[Opening Input records section]

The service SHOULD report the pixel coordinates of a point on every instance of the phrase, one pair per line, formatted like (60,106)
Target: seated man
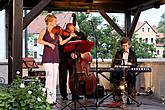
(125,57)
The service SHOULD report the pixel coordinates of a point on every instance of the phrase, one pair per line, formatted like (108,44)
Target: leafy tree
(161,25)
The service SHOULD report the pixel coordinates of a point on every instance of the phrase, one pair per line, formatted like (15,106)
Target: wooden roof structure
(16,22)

[Closing Input records section]
[Opening Input records section]

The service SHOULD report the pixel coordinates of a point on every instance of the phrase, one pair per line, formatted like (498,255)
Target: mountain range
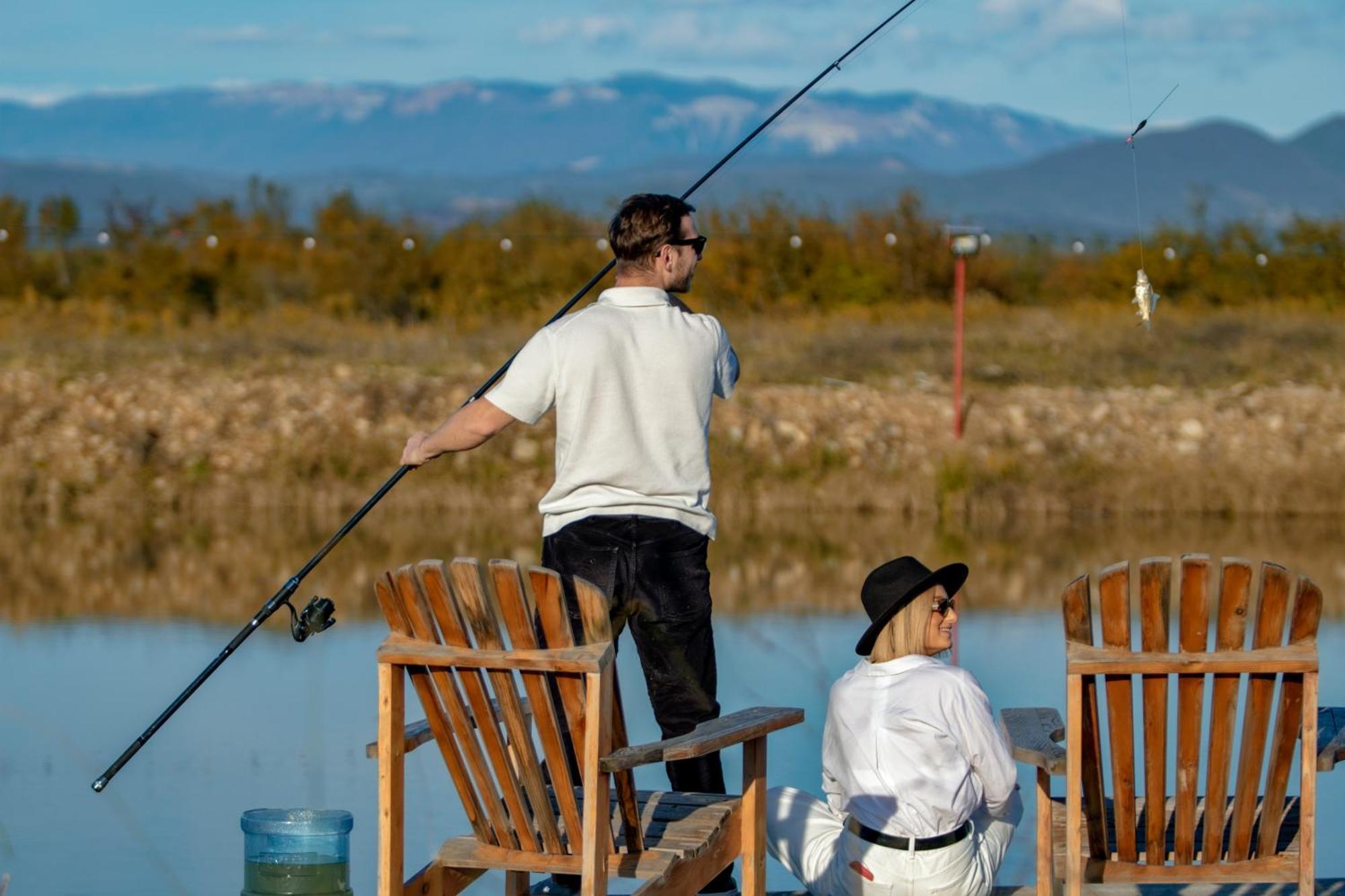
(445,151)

[Closing Input records section]
[Opening Input records section]

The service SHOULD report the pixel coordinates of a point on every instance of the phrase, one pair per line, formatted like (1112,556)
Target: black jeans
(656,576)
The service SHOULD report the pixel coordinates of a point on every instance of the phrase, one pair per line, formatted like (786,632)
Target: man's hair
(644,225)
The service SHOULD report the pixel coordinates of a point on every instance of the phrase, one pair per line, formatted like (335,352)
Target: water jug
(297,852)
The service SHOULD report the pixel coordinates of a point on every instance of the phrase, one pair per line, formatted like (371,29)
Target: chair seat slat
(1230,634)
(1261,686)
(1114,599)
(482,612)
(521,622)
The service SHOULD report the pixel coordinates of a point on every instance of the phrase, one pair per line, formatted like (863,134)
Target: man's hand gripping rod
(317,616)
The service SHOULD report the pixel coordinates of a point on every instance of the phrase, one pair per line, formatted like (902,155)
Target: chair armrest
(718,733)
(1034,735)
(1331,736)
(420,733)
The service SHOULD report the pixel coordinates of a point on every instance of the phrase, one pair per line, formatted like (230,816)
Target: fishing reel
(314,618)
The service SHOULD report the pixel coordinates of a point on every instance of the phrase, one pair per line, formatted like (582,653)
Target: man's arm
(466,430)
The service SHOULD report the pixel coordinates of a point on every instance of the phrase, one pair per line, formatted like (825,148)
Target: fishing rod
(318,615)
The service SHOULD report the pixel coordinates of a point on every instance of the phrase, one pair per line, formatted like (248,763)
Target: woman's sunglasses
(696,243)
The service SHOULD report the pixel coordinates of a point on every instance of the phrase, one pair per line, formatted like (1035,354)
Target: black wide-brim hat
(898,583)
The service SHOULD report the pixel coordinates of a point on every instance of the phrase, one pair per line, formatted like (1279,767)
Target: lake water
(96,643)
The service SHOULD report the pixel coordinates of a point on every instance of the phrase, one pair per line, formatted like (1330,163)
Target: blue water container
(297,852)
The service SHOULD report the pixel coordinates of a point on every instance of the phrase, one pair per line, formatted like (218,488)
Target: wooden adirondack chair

[Closing Input records section]

### What this task involves
Repeat, word for word, the lines above between the line holding "Target: blue water container" and the line holding "Target: wooden adirondack chair", inclusive; omit everything else.

### Response for this exercise
Target: blue water container
(297,852)
The service SHOULD report the pixel coordinates of a point on every instance of the phrase, one pair per line, formatted like (218,488)
Target: wooden adirondack chair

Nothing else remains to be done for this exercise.